United States District Court, W.D. Louisiana, Alexandria Division

March 2, 2018

RUSSELL RIGGS, et al.
v.
CHAMPION TRUCK LINES, L.L.C., et al.

          JUDGE DREL.

          REPORT AND RECOMMENDATION

          Joseph H.L. Perez-Montes United States Magistrate Judge

         Plaintiffs filed a Motion to Remand (Doc. 12), alleging removal was procedurally improper because two Defendants did not consent. Because removal was procedurally proper, Plaintiffs' motion (Doc. 12) should be denied.

         I. Background

         This is a personal injury action arising from a motor vehicle accident between Plaintiff Russell Riggs (“Riggs”) and Defendant Clifford Phelps (“Phelps”) (Doc. 1-3). Plaintiffs Russell Riggs and Ramada Thompson (“Thompson”) (Riggs's passenger) filed their personal injury action in a state court against Phelps, Champion Truck Lines, L.L.C. (owner of the eighteen-wheel truck driven by Phelps), and their liability insurer, Hallmark Specialty Insurance Co. (“Hallmark”) (Doc. 1-3). Plaintiffs ask for general and special damages (Doc. 1-3).

         Defendant Hallmark removed the case from state court, premising jurisdiction on diversity (Doc. 1). Plaintiffs filed a Motion to Remand (Doc. 12).

- **OBJECTIVE**: Please retype the part of the court report that opens with the words containing "Joseph H.L. Perez-Montes" and closes with "damages (Doc. 1-3).". The records come from an unrelated source.

[Records of labeled boxes]
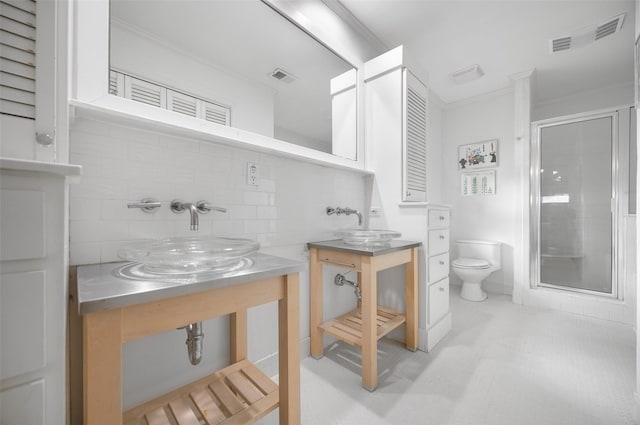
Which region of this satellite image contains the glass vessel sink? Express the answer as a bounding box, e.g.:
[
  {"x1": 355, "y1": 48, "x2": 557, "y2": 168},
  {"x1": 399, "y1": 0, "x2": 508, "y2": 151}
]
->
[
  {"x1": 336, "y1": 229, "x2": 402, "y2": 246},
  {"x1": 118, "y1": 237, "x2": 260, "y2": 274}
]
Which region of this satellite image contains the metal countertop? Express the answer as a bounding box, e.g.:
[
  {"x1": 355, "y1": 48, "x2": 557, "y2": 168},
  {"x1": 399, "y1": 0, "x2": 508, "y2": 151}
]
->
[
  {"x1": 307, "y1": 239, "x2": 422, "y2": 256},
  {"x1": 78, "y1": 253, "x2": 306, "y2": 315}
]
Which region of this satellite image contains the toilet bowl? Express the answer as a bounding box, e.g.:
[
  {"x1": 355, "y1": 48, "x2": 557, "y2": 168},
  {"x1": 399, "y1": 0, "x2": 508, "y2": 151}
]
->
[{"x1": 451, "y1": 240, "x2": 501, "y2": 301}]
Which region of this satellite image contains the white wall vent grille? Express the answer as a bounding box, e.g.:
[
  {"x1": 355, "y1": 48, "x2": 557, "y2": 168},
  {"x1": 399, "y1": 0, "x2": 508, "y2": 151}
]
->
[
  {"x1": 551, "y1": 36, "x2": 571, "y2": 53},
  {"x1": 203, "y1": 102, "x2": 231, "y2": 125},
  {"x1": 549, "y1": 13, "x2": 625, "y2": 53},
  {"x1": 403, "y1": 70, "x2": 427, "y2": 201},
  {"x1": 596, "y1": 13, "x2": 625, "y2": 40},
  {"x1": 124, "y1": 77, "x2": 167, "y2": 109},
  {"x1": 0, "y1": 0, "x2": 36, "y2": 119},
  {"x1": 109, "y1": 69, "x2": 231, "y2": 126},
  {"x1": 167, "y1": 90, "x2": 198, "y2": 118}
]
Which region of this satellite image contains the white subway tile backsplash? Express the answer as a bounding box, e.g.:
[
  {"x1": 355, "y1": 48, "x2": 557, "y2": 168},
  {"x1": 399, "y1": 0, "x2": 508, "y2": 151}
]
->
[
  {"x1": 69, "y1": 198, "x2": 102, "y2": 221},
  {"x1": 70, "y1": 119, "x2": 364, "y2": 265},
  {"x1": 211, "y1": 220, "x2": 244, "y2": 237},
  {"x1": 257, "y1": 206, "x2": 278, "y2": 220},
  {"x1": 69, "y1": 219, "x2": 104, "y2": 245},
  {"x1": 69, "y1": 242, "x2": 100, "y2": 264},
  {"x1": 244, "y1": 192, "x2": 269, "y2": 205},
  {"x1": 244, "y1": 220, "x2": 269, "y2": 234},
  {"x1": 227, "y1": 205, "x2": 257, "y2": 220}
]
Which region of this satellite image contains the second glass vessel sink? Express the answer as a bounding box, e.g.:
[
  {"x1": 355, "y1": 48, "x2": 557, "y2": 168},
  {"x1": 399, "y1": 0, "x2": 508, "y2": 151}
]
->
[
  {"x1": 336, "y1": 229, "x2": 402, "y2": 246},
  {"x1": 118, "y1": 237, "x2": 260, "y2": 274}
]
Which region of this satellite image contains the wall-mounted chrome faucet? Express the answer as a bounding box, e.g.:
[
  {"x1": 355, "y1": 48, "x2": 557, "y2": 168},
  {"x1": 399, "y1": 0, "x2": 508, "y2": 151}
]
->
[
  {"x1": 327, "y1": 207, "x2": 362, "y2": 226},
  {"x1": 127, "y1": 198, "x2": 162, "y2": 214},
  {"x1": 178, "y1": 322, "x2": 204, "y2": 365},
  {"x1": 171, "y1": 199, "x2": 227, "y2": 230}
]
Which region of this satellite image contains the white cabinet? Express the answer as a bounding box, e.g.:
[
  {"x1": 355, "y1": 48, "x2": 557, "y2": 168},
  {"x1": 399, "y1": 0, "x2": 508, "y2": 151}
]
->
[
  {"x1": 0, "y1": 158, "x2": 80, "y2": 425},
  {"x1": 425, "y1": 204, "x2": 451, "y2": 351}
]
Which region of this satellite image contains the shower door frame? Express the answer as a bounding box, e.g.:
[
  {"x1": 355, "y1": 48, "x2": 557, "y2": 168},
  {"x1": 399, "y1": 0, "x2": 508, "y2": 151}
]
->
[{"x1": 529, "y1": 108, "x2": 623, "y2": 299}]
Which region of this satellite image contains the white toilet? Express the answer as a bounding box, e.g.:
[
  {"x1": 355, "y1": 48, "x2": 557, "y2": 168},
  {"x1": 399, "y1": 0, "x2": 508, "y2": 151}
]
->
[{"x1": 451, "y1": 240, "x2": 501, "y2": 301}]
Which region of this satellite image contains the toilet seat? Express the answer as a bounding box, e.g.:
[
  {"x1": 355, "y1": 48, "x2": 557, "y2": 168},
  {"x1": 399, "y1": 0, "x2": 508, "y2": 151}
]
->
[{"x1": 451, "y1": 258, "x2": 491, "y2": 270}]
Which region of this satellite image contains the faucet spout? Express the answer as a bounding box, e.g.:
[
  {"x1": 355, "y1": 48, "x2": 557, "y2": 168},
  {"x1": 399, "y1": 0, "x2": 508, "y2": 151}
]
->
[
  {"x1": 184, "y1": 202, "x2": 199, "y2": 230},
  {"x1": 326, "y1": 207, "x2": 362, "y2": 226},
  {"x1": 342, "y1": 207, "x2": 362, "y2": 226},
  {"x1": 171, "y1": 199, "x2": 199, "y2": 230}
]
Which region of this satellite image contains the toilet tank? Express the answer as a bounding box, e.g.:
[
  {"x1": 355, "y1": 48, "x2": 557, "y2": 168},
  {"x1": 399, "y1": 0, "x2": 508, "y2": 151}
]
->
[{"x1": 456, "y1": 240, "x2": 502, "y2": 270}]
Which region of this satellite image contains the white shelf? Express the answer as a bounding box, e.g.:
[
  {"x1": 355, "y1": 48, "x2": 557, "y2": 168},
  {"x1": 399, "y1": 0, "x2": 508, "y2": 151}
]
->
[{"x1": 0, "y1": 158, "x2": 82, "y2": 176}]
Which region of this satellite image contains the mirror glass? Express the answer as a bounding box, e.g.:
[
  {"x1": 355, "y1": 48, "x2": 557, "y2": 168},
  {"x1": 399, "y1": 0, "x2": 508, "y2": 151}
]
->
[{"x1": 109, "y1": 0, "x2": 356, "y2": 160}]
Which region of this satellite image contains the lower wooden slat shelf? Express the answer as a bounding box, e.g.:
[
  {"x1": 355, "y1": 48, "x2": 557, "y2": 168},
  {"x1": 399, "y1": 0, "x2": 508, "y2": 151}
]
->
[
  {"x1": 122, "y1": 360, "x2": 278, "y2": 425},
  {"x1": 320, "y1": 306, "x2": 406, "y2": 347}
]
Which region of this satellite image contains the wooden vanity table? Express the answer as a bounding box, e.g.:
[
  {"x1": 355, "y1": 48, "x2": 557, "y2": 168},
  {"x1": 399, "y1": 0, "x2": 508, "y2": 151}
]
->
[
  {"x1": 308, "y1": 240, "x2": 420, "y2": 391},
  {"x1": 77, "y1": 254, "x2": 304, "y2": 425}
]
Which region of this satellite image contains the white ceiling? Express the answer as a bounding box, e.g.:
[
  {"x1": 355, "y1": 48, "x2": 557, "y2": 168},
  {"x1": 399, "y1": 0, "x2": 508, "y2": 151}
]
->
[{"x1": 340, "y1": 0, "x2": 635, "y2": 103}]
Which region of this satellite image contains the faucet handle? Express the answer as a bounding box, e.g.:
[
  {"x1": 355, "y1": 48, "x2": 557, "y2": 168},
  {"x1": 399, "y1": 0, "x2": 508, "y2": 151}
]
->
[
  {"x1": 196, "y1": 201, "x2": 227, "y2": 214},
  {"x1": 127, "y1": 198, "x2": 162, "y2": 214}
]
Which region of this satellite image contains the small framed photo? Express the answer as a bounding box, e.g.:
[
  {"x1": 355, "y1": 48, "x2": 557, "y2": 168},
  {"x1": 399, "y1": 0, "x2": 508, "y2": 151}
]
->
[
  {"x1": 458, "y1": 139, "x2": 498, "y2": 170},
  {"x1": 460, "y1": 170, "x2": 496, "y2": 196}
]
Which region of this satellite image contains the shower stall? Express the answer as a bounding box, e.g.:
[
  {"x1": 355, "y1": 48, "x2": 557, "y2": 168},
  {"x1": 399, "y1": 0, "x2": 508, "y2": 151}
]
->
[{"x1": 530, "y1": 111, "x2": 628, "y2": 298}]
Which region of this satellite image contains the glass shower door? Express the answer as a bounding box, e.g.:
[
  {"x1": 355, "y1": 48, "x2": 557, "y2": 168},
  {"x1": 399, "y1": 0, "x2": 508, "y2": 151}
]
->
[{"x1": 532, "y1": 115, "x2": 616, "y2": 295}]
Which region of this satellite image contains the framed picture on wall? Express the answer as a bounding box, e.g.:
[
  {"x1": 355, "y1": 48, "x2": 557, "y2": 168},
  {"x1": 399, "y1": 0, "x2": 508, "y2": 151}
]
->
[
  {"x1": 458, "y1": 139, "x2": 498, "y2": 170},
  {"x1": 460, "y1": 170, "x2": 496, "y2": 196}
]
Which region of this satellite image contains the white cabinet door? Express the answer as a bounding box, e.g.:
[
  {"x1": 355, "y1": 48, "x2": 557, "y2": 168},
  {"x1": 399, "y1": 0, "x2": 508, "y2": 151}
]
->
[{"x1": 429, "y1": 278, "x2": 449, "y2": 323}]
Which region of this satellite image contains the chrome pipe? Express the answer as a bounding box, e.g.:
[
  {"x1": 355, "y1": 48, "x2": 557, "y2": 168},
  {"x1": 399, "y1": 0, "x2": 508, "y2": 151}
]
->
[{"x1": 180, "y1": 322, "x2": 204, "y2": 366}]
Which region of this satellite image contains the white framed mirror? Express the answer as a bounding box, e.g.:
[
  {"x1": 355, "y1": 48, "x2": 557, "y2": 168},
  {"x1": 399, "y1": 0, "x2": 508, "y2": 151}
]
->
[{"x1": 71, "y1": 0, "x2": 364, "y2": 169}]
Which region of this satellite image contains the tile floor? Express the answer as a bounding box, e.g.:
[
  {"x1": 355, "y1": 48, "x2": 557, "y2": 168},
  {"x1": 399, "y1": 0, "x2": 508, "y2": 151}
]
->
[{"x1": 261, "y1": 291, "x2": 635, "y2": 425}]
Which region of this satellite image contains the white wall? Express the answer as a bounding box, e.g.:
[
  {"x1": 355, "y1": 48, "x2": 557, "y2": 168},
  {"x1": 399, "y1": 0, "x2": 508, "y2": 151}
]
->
* * *
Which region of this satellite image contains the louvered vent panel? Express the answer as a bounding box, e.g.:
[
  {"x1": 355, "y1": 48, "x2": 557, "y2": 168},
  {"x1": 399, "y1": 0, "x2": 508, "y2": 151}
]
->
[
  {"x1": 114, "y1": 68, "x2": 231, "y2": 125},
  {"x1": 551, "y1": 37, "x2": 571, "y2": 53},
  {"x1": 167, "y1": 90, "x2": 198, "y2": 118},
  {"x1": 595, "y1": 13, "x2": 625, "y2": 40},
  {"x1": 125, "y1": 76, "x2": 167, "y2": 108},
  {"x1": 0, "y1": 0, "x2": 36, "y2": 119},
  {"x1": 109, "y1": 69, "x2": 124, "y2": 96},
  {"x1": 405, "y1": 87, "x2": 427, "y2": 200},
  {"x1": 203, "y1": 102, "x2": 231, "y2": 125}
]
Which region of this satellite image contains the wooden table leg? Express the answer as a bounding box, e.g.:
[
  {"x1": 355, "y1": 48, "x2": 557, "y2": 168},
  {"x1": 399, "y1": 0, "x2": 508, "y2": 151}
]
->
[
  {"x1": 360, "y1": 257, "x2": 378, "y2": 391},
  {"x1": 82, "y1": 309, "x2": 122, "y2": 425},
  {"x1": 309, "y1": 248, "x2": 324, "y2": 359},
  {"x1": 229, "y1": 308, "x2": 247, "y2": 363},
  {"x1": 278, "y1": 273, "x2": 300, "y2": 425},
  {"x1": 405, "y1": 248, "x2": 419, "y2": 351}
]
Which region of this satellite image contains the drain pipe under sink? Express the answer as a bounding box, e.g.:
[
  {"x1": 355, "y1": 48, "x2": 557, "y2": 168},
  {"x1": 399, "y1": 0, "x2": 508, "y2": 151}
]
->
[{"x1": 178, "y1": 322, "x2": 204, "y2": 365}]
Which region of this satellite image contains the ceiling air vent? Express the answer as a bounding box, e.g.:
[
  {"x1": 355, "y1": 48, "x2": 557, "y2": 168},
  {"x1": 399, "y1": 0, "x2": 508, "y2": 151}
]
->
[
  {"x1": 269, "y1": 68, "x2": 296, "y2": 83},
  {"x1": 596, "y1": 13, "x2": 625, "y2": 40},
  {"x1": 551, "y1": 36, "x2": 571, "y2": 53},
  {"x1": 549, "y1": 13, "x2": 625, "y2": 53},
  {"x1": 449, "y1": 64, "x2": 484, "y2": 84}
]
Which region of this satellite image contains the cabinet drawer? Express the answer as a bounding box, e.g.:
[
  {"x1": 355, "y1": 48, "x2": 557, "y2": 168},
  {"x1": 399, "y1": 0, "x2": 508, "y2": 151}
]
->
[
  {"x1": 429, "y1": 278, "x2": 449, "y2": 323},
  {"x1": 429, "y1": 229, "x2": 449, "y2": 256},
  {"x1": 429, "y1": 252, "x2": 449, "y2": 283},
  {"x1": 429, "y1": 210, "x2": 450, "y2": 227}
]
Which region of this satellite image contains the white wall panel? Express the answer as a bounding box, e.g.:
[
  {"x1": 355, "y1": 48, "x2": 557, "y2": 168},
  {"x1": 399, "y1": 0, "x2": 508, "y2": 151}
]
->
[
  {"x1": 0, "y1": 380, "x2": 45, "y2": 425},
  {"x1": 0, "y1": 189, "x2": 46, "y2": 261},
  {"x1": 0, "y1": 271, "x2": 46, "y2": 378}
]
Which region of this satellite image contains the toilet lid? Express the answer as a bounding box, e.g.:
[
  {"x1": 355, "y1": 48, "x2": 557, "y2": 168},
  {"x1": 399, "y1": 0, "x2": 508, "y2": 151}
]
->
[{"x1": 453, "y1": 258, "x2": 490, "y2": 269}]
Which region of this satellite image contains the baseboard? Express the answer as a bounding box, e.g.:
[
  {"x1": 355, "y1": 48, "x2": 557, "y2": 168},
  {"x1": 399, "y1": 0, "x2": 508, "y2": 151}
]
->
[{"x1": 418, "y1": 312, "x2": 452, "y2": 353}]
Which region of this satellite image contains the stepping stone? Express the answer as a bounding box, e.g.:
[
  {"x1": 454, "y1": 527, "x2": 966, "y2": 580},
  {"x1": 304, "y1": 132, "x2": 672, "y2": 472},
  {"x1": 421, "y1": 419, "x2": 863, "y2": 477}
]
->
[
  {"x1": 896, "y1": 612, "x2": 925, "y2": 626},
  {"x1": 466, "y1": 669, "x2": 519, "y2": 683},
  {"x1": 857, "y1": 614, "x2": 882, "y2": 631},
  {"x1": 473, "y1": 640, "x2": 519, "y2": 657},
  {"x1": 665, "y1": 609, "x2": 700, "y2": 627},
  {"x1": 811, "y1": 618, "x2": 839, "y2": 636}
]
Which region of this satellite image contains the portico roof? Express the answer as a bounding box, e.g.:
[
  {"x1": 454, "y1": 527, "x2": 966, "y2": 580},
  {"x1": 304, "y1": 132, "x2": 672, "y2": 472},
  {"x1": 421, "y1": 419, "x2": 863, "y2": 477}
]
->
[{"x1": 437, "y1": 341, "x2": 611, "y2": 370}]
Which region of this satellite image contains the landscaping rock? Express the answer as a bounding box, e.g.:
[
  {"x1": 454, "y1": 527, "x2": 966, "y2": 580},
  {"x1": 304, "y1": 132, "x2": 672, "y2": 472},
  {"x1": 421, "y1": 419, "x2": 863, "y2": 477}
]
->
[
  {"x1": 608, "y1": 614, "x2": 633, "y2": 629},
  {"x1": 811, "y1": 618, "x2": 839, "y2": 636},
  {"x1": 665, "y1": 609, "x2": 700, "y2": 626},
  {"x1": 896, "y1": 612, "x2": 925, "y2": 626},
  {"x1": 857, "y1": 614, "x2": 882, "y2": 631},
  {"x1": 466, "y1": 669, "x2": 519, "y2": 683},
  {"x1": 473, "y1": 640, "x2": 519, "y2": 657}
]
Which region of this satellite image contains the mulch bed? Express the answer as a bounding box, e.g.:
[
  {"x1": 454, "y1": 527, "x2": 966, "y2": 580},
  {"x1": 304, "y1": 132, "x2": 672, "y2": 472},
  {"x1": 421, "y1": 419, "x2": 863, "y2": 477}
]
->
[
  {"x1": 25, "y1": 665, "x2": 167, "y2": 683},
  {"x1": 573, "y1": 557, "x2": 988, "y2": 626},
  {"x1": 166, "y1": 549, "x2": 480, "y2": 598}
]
* * *
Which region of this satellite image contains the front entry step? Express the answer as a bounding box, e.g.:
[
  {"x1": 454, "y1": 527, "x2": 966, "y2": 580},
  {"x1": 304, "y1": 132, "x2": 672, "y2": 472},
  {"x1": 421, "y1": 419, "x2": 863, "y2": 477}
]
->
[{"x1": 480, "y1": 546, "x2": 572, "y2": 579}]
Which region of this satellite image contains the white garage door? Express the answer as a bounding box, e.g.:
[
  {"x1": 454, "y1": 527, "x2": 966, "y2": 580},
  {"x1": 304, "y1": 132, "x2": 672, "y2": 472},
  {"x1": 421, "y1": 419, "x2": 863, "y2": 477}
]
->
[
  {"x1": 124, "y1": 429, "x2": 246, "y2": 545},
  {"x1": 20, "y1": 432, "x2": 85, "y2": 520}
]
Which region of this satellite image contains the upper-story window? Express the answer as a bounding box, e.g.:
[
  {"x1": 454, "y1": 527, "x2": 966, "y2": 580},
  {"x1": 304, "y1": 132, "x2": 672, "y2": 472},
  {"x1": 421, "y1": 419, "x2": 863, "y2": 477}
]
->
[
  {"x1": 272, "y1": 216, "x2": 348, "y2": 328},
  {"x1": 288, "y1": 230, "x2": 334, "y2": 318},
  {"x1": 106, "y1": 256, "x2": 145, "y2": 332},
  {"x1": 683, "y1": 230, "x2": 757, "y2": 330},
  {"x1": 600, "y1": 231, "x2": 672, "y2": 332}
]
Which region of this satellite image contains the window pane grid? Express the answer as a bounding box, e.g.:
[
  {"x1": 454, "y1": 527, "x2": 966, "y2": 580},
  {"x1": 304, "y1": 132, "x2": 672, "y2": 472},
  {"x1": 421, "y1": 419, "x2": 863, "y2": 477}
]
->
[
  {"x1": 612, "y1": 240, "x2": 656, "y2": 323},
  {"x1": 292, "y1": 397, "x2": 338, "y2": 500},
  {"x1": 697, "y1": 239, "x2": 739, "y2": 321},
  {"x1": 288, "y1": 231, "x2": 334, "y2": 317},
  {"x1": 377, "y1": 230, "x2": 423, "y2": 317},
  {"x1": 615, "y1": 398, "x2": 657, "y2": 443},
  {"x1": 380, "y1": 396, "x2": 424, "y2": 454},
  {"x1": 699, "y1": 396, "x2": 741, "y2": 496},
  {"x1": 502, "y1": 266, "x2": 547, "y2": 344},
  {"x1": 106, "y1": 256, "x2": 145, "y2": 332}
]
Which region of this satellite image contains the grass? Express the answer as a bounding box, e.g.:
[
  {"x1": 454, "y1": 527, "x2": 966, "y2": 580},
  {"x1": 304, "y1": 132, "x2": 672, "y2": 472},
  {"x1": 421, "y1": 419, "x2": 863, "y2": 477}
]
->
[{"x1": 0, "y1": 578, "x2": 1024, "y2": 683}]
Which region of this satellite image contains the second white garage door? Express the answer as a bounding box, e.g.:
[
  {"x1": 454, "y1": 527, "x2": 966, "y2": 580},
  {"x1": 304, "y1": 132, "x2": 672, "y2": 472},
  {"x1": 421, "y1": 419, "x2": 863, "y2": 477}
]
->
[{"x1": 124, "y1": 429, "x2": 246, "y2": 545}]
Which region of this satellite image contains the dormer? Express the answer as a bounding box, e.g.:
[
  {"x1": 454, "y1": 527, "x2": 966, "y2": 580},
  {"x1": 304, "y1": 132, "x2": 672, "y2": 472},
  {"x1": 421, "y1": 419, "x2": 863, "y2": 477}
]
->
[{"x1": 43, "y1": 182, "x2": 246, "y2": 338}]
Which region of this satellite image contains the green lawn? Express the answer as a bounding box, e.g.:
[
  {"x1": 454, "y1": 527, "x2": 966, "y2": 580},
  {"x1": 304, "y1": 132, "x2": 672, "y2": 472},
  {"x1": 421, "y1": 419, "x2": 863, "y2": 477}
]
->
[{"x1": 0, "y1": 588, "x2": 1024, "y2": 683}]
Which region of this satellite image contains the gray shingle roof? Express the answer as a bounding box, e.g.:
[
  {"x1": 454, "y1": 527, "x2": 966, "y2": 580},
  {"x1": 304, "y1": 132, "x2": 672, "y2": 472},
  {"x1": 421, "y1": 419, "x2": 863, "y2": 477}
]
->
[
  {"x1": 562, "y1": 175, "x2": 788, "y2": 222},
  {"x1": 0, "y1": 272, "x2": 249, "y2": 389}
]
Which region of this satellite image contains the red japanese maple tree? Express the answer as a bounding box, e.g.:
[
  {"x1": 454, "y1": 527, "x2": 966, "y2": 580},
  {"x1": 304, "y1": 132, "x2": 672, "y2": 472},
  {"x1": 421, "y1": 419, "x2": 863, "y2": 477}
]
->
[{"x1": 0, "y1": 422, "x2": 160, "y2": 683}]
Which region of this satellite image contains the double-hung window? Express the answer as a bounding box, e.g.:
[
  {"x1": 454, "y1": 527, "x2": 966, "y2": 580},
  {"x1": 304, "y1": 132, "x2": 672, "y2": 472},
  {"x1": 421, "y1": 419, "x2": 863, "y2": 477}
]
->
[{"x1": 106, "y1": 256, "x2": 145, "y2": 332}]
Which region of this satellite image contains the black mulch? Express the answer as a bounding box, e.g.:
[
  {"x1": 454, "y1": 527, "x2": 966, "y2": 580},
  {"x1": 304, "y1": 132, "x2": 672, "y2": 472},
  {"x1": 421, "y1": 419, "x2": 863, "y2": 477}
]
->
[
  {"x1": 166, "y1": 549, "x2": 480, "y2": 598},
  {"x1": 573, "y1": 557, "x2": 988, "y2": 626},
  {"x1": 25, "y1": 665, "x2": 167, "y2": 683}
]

- **ANSWER TO THIS EXERCISE**:
Joseph H.L. Perez-Montes United States Magistrate Judge

         Plaintiffs filed a Motion to Remand (Doc. 12), alleging removal was procedurally improper because two Defendants did not consent. Because removal was procedurally proper, Plaintiffs' motion (Doc. 12) should be denied.

         I. Background

         This is a personal injury action arising from a motor vehicle accident between Plaintiff Russell Riggs (“Riggs”) and Defendant Clifford Phelps (“Phelps”) (Doc. 1-3). Plaintiffs Russell Riggs and Ramada Thompson (“Thompson”) (Riggs's passenger) filed their personal injury action in a state court against Phelps, Champion Truck Lines, L.L.C. (owner of the eighteen-wheel truck driven by Phelps), and their liability insurer, Hallmark Specialty Insurance Co. (“Hallmark”) (Doc. 1-3). Plaintiffs ask for general and special damages (Doc. 1-3).